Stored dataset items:
---------------
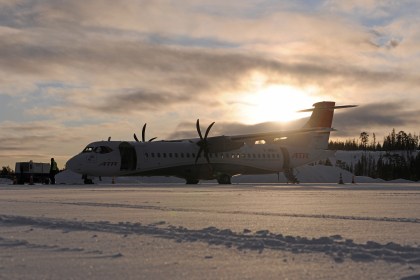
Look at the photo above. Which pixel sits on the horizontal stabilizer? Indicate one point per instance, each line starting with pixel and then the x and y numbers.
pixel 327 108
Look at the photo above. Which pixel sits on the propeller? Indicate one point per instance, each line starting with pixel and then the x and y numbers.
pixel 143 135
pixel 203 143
---------------
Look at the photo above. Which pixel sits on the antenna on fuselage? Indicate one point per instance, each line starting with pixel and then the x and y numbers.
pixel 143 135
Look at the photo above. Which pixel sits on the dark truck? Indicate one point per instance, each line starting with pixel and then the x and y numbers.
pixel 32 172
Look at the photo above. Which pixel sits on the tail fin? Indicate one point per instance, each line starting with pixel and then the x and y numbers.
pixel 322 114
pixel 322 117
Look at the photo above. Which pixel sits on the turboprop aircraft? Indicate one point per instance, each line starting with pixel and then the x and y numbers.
---------------
> [What is needed]: Please put the lines from the one with "Look at the photo above. Which pixel sits on the propeller?" up to and including the one with "pixel 203 143" into a numbered list, leaving out any blank lines.

> [Task result]:
1. Look at the photo above. Which pixel sits on the propeller? Indicate one point per instance, each line starting with pixel and then the x and y numbers.
2. pixel 143 135
3. pixel 203 143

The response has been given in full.